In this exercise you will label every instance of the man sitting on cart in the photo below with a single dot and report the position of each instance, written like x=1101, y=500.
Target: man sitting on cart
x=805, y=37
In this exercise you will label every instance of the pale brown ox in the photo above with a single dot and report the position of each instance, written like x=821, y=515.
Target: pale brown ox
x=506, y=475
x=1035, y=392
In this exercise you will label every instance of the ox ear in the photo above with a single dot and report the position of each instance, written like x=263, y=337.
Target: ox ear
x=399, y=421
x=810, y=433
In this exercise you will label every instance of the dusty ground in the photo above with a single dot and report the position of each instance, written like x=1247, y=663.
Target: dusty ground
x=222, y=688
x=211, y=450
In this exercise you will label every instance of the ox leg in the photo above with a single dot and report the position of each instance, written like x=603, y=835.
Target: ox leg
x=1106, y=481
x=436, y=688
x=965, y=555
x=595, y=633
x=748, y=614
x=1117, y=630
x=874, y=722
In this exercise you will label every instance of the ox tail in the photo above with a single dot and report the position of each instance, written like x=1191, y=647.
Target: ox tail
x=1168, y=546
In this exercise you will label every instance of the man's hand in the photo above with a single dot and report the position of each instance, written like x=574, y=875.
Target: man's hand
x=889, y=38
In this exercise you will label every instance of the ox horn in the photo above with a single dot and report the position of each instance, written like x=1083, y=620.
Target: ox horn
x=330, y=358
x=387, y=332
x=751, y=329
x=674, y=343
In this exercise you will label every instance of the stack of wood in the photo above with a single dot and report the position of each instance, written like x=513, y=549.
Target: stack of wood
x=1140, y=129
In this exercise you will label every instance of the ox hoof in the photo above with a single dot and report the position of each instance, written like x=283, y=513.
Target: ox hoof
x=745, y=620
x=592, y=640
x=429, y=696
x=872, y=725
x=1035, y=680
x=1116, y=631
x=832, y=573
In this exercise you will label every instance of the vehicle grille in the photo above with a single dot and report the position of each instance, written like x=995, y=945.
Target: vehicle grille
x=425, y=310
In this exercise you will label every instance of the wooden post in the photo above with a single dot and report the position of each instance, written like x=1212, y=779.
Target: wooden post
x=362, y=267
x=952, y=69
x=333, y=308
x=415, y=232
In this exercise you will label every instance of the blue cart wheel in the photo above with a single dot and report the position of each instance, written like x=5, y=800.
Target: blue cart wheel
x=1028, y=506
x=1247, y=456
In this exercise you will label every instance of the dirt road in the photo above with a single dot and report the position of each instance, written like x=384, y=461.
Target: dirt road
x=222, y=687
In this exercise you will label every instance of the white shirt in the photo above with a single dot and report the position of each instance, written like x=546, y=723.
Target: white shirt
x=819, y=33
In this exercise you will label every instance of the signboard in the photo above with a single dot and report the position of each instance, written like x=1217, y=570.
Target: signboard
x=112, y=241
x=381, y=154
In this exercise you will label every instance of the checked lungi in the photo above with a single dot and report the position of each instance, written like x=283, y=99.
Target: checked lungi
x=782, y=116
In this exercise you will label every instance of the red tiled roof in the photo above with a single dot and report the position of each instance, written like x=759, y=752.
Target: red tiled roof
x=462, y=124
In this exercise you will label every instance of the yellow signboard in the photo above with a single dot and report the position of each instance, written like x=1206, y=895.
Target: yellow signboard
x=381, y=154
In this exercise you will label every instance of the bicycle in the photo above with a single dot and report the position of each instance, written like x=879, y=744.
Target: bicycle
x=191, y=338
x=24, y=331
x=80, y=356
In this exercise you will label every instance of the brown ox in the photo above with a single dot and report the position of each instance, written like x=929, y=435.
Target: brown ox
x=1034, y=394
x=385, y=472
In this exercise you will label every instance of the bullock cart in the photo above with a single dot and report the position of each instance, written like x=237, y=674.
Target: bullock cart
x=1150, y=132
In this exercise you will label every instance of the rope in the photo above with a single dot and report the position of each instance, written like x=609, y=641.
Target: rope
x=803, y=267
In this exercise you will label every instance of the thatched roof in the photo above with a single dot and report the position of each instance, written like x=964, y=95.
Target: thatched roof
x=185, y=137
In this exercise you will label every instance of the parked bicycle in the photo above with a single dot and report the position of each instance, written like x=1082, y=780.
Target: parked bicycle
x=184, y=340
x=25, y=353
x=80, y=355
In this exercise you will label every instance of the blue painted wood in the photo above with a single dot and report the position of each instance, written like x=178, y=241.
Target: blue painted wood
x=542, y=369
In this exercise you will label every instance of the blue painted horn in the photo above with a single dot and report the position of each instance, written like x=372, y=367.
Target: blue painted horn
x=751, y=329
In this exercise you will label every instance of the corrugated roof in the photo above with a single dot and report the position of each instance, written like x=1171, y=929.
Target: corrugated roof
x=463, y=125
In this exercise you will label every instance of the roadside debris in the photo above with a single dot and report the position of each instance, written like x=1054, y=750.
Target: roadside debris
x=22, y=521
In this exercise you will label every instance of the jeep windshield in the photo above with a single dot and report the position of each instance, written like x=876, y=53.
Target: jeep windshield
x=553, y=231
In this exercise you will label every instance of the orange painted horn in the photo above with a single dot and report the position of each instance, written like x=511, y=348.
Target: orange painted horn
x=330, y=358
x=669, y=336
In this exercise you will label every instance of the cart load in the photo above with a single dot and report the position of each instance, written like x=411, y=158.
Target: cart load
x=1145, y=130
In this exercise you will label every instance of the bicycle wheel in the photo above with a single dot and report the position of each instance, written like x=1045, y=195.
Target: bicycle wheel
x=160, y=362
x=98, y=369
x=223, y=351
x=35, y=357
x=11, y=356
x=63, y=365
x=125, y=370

━━━

### What to produce
Turn every line of the items above into a numbered list, leaving out any blank lines.

### Final answer
1. In this exercise you will label every instance of the man sitting on cart in the photo below with a single dot and report the position of each instance, written like x=1101, y=500.
2. Target: man sitting on cart
3. x=805, y=37
4. In this exercise you will label every instance of the pale brown ox in the photo above with a single dot and report the position of each instance, written like x=821, y=515.
5. Target: pale brown ox
6. x=506, y=475
7. x=1035, y=392
8. In this exercise you will label every instance of the ox ear in the photo above with a single dot and report the position of each instance, written like x=263, y=337.
9. Target: ox ear
10. x=399, y=421
11. x=810, y=433
12. In this exercise you will label every instance of the dusty ground in the photo above with a single dot and report the position of each instance, written like x=1247, y=663.
13. Target: dusty ground
14. x=222, y=688
15. x=211, y=450
16. In this exercise you will label every instance of the ox leg in the photo above with a single dot and report the position of each instance, written like x=603, y=835.
17. Target: ox leg
18. x=1106, y=481
19. x=436, y=688
20. x=965, y=555
21. x=595, y=633
22. x=748, y=614
23. x=1117, y=630
24. x=874, y=722
25. In this exercise you will label every instance of the ox tail in the photo above with a single dot and report the position of each instance, written like x=1191, y=647.
26. Target: ox tail
27. x=1168, y=546
28. In this exercise you will label every instance of the man's hand in the photo above with a single dot and report the position of each instance, written like x=574, y=875.
29. Target: man's hand
30. x=889, y=38
31. In this exercise you will label every instance of the ox horn in the photo above with a single dot and report the position of each instance, written like x=1083, y=620.
32. Target: ox horn
33. x=330, y=358
34. x=387, y=332
35. x=751, y=329
36. x=674, y=343
37. In this exercise you will label every instance of the stack of wood in the photo above with a single dot and report the position of each instance, written like x=513, y=549.
38. Target: stack of wood
39. x=1140, y=129
40. In this exercise you will label every instance of the ox hoof in the photo above with a single dot and report the position of each instance, written like x=283, y=513.
41. Target: ox hoof
42. x=745, y=620
43. x=592, y=640
44. x=429, y=696
45. x=872, y=725
46. x=1035, y=680
47. x=1116, y=631
48. x=832, y=573
49. In this exercise you will label every instance of the vehicle grille in the photo above with a single dot and report the position of each instance, written like x=995, y=945.
50. Target: vehicle grille
51. x=425, y=310
52. In this exercise you will label every instance of the wooden post in the photo above with a single dot and report the position of each instance, written like x=1212, y=779.
53. Target: wooden post
54. x=362, y=267
55. x=952, y=69
56. x=333, y=308
57. x=415, y=232
58. In this exercise you will label every instance of the blue cart wheel in the photo above with a single dot and report the position of each instance, written like x=5, y=800.
59. Target: blue cart wheel
60. x=1028, y=506
61. x=1247, y=456
62. In this exercise you will label every instance of the dirt road in the photo above with a single dot and report the position of each instance, written like x=384, y=461.
63. Target: dirt road
64. x=222, y=687
65. In this exercise you will label every instance of the white shirt in the photo above with a single dot and report the position of each instance, written like x=546, y=723.
66. Target: white shirt
67. x=819, y=33
68. In this exercise you will label every instance of the signboard in the photo above with a single dot and report the position of each instance, written like x=1217, y=570.
69. Target: signboard
70. x=112, y=241
71. x=381, y=154
72. In this exercise you will label every instance of the checked lungi in the photo above with a single dot and report the position of each instance, written like x=283, y=99.
73. Target: checked lungi
74. x=782, y=116
75. In this exercise you will label every instance of the red tiled roof in the photo above with a single dot and report the position of each instance, written like x=759, y=752.
76. Target: red tiled roof
77. x=462, y=124
78. In this exercise you will label every instance of the yellow signboard in the photo above with a single dot and report the position of each instance, written like x=1206, y=895.
79. Target: yellow signboard
80. x=381, y=154
81. In this exercise you will label every instance of the bicycle in the photo above with a single dot and report the position of each instance, written like x=879, y=744.
82. Target: bicycle
83. x=191, y=338
84. x=24, y=331
85. x=80, y=356
86. In this exercise you will label every instance of the brown ox in the photo above with a single dot and report the position of each instance, written like x=929, y=435.
87. Target: brown ox
88. x=1034, y=394
89. x=385, y=472
90. In this exercise you will label every instance of the bullock cart in the photo above with a single dot and report the position of each instance, written like x=237, y=674.
91. Target: bullock cart
92. x=1150, y=132
93. In this exercise you will label every instance of the rope in the photo above with a single dot and report the position of each instance, written like x=609, y=641.
94. Target: rope
95. x=803, y=267
96. In this exercise you will label every instance of the thatched roof in the photo above with a single dot and report the position of each instance, written like x=964, y=95.
97. Target: thatched roof
98. x=185, y=137
99. In this exercise you will label every instance of the parked bicycle in the photo above with a single dot and report the position of each instance, written like x=1082, y=780.
100. Target: parked bicycle
101. x=184, y=340
102. x=25, y=353
103. x=80, y=355
104. In this exercise you will label every instance of the blue painted wood in the photo above with a single dot and report the position of each instance, written like x=178, y=241.
105. Target: blue painted wood
106. x=542, y=369
107. In this exercise you will label every instance of the blue painted horn in the photo above with a single dot and report the position of each instance, written like x=372, y=367.
108. Target: blue painted horn
109. x=751, y=329
110. In this exercise you will label every instance of the corrugated roof in the photo above with a single dot and report the position of each instance, written like x=1171, y=929.
111. Target: corrugated roof
112. x=463, y=125
113. In this exercise you will label every instance of the roadside debris in the photo above with a single dot and report the position of each instance, written like x=1054, y=750.
114. Target: roadside debris
115. x=22, y=521
116. In this exercise you will label every instance of the jeep windshield in the photo above with a single dot and report the position of each instance, written like x=876, y=53.
117. Target: jeep windshield
118. x=553, y=231
119. In this exercise you will label every instance of the orange painted horn in the photo above with a single dot and report the position of each instance, written like x=511, y=348.
120. Target: orange painted horn
121. x=330, y=358
122. x=669, y=336
123. In this exercise you will label every instance of the cart load in the photo above with a single dot and report the position of each instance, written like x=411, y=158.
124. Target: cart load
125. x=1145, y=130
126. In this exercise you will label every instance of the bicycle wheel in the photo above with a single dot and report the position of each instance, written like x=1045, y=195.
127. Target: bicycle wheel
128. x=160, y=362
129. x=98, y=369
130. x=223, y=351
131. x=35, y=357
132. x=11, y=356
133. x=63, y=365
134. x=125, y=370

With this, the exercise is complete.